» Task:
The lines to be set down run from the line containing "Target: glass cabinet door" through the final line of the data below; print them exactly and print nothing else.

» Given data:

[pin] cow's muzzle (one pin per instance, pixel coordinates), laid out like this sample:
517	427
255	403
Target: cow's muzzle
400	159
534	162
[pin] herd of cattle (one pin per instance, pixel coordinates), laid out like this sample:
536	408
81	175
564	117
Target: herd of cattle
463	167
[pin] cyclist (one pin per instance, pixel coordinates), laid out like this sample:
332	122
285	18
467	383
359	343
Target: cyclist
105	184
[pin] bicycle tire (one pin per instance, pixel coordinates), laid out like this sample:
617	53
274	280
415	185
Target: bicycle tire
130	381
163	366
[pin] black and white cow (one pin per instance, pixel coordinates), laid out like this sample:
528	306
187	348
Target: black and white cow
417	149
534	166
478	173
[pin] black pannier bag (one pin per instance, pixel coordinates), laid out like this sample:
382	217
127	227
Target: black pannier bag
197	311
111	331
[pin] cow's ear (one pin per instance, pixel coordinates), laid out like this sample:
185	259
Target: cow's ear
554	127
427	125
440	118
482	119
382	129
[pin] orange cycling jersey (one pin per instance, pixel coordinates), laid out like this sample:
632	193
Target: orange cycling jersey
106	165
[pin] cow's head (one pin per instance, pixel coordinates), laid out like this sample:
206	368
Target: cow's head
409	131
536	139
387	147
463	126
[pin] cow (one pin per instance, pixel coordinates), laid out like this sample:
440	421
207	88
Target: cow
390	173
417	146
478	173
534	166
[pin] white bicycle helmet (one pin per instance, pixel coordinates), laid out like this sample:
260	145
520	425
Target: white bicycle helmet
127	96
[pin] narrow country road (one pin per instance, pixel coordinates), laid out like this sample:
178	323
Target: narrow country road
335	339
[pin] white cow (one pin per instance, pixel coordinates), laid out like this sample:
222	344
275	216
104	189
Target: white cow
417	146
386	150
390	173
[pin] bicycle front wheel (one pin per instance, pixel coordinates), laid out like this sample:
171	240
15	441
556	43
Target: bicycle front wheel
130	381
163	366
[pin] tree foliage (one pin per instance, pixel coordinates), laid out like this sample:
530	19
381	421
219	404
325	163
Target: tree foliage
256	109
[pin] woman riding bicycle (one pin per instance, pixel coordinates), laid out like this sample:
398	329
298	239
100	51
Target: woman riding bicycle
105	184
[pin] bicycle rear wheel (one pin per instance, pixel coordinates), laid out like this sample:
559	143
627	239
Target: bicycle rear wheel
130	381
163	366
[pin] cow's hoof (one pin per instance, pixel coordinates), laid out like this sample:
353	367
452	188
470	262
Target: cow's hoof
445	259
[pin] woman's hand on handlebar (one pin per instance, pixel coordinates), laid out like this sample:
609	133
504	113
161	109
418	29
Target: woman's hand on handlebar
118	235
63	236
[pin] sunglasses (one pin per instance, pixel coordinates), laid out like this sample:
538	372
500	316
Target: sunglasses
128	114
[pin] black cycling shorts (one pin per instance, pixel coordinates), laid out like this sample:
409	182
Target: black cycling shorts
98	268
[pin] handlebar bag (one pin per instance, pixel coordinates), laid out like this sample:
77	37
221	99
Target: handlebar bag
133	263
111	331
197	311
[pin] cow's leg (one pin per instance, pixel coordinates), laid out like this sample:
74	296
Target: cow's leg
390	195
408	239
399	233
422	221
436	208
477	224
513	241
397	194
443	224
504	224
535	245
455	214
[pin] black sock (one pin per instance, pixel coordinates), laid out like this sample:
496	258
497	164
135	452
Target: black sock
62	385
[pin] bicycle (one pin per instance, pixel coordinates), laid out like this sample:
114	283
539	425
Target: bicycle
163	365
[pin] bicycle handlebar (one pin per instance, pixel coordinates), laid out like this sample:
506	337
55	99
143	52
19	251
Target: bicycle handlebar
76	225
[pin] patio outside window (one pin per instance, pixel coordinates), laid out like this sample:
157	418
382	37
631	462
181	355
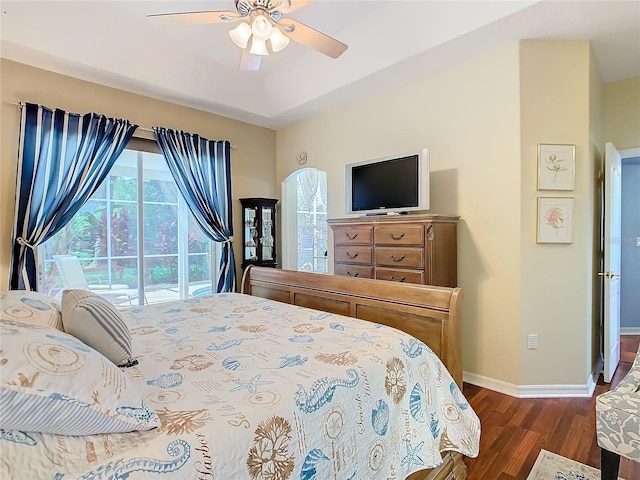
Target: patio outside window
135	233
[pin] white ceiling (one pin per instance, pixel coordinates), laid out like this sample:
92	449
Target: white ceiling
390	42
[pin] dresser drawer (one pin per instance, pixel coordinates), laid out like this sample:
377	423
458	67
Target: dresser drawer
353	254
400	275
399	235
400	257
353	235
346	270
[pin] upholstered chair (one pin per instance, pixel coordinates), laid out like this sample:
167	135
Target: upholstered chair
618	422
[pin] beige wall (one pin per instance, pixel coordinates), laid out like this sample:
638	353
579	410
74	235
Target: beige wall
482	120
252	163
468	116
622	113
556	279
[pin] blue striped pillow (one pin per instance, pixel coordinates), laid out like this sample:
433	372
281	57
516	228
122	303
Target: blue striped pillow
94	320
53	383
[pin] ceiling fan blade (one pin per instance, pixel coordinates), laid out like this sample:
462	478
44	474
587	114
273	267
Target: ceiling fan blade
194	18
295	4
313	38
248	62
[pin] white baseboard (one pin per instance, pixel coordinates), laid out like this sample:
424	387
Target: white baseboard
532	391
629	330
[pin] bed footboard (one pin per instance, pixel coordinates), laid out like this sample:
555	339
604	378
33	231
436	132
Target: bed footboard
431	314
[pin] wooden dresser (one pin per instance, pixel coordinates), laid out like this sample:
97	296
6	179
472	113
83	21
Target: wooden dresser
399	248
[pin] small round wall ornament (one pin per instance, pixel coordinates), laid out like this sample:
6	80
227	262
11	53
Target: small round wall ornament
301	158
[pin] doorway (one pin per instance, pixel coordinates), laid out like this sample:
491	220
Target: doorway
630	249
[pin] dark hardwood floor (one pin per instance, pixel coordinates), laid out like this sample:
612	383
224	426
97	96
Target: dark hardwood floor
514	430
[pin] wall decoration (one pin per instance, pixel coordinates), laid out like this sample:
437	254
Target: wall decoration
555	220
556	167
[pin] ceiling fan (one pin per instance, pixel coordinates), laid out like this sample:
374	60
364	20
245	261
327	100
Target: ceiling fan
262	20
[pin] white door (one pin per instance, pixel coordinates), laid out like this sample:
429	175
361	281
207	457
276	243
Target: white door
612	247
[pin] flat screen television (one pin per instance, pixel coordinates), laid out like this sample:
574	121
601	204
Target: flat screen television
388	185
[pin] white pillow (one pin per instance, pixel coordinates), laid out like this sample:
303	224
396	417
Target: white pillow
94	320
53	383
32	307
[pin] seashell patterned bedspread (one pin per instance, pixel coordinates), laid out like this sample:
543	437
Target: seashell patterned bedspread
248	388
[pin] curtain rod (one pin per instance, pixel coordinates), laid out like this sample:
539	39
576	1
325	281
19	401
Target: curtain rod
144	129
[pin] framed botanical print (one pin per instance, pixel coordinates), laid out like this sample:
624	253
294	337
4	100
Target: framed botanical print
555	220
556	167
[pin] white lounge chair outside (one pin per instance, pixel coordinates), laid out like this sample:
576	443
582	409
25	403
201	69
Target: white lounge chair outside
72	276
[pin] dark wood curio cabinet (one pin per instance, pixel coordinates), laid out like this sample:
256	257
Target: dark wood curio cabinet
259	232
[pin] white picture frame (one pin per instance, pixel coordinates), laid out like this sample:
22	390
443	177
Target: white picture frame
556	166
555	220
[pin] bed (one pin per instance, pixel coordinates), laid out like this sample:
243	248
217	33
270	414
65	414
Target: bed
299	376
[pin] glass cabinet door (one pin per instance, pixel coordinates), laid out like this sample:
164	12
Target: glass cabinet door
259	231
267	233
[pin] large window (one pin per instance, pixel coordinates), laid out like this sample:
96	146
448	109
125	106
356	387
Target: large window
305	221
135	240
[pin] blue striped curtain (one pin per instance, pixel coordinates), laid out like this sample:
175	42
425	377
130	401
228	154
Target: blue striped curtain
62	159
202	170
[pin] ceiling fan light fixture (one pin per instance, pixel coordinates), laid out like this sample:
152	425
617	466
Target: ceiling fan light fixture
261	28
278	40
241	34
258	47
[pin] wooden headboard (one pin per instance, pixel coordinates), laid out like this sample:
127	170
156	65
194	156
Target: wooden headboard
431	314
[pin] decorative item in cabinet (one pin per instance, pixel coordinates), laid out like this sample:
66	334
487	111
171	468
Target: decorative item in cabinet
259	231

» Exercise output:
Target: glass cabinet door
259	231
267	233
[pin] large window (one pin per instance, pixel coordinates), laid out like this sample:
96	146
448	109
125	106
356	387
Target: large window
305	221
135	240
[pin] blue striped curtain (one pin per instance, pixel coordinates), laid out like this sample:
175	42
425	377
130	401
228	154
Target: blue striped curtain
62	159
202	170
[pin] ceiling fan light fixture (one pin per instance, pixel coordinates), laid out like this sample:
152	425
617	466
Target: ceiling fan light fixture
261	28
278	40
241	34
258	47
[pin] wooden headboard (one pin per instance, pixel coordinates), laid out like this sample:
127	170
156	65
194	156
Target: wooden headboard
431	314
[pin] decorative item in cabinet (one pin per instance, pixel coordinates), laid out like this sample:
66	334
487	111
171	468
Target: decorative item in cabinet
259	231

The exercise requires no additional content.